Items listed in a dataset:
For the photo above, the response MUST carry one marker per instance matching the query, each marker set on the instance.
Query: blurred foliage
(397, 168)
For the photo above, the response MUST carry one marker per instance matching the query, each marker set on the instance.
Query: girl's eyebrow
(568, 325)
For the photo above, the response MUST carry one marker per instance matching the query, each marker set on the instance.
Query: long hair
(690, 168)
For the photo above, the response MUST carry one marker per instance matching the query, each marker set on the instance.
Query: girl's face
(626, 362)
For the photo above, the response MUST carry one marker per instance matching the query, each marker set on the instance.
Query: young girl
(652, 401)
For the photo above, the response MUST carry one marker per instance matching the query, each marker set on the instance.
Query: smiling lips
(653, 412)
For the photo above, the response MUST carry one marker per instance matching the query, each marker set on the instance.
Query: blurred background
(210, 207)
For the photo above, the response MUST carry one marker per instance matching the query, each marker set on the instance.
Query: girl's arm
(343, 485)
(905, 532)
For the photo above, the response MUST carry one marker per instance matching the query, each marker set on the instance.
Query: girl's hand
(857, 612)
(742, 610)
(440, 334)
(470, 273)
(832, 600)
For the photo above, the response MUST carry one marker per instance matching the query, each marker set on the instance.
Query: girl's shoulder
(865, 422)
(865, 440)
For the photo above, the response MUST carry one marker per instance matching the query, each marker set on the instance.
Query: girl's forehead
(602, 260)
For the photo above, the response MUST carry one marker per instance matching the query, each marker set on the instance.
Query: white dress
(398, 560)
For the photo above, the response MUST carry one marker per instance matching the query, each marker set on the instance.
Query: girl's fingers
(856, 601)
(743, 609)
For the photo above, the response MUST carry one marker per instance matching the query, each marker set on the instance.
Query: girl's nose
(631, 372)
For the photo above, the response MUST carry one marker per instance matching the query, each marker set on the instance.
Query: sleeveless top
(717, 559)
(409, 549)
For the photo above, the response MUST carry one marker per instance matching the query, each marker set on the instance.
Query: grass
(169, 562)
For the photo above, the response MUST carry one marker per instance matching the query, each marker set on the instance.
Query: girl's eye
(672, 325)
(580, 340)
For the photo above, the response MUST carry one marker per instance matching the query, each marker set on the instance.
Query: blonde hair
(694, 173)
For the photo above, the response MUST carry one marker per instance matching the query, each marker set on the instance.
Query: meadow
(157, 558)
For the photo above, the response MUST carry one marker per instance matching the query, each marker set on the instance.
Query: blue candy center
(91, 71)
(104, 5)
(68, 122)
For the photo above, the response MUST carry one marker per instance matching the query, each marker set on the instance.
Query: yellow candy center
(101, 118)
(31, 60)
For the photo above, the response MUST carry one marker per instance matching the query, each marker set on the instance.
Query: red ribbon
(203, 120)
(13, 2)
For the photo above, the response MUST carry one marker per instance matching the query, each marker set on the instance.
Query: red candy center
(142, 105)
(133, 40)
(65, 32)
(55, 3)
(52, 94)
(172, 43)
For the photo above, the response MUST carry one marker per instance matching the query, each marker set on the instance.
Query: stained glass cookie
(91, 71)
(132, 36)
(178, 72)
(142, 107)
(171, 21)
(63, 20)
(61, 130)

The task: All of the data above should be transcribed exactly.

Answer space:
For the photo above, the response MUST carry one marker per instance matching the query, each marker set on the instance.
Query: blurred foliage
(397, 168)
For the photo above, the response MUST carry one marker per instance matching the query, each marker set on the instance.
Query: girl's eyebrow
(568, 325)
For the photo above, the response MUST carry one marker per instance matching the query, each marker set on the instance.
Query: long hair
(690, 168)
For the photo above, the response MUST carry one marker per instance matching the query, each marker set on the instance.
Query: girl's face
(626, 362)
For the photo above, the response MUST carry one marker per instance matching the query, each marker set on the instance.
Query: young girl
(652, 401)
For the photo above, the response MUST carry one marker per instance matching the query, each marker set on the instance.
Query: smiling lips
(653, 412)
For the photo above, the response MUST carry one marker per instance matching the query, each marker set on the instance.
Query: blurred background
(210, 207)
For the photo above, the response MUST carry one marker per instance matching the query, each marker set on the instance.
Query: girl's arm
(343, 485)
(905, 532)
For the photo above, the response MUST carry one marker per instance matching the query, each marker set on the instance.
Query: girl's hand
(857, 612)
(742, 610)
(440, 334)
(470, 273)
(832, 600)
For the photo above, the response MUST carry one marker per instance matching the query, each marker set on the instance.
Query: girl's shoulder
(865, 422)
(865, 440)
For the photo above, the response MUST carry one marker per instance matching the query, each marker set on the instance.
Query: girl's forehead
(602, 260)
For the photo above, the response MUST carry one marker per instance matching the query, each marker set on the instance.
Query: white dress
(398, 560)
For the photo above, the response MUST carry one marker per instance matching the query, each marker set on the instance.
Query: girl's fingers
(856, 601)
(743, 609)
For the photo above, the response MUST carry one marker per instance matching the query, each marker set on the instance.
Query: girl's nose
(631, 372)
For the photo above, the response MUST carry one marker per instance matching the query, each marker set on the instance.
Query: sleeveless top
(717, 559)
(409, 549)
For the photo above, the response MUST carry one marker per instance matching the query, each marker set on the instance.
Query: grass
(169, 562)
For the photo above, the response MUST carry one marker per instance matching the query, each marker set on the instance.
Query: girl's eye
(672, 325)
(580, 340)
For the photo above, the response MUST carry one marker per instance matching the query, each marker set on the instance.
Query: blonde hair
(694, 173)
For the photo above, the response MUST carry one marker per instance matching the query, each marker set on the instance.
Query: meadow
(157, 558)
For the photo above, the response MUST carry one marker per instance matching the query, each marker set on the instance.
Query: blue candy center
(91, 71)
(104, 5)
(68, 122)
For the photo above, the response MUST carry one marker per instance matching the query, each marker set on the instance.
Query: yellow candy center
(101, 118)
(31, 60)
For the photo above, the response MUST carry one marker per instance matching the query, each marker set on the instance.
Query: red ribbon
(203, 120)
(13, 2)
For the photo above, the response MUST carry one marker per instance matching the query, each marker set on the instance.
Query: red candy center
(142, 105)
(133, 40)
(65, 32)
(55, 3)
(52, 94)
(172, 43)
For the photo above, the response MUST carry one marker per instance matching the query, each marker set on the instance.
Query: stained glass cookie
(91, 71)
(132, 36)
(178, 72)
(142, 107)
(171, 21)
(63, 20)
(61, 130)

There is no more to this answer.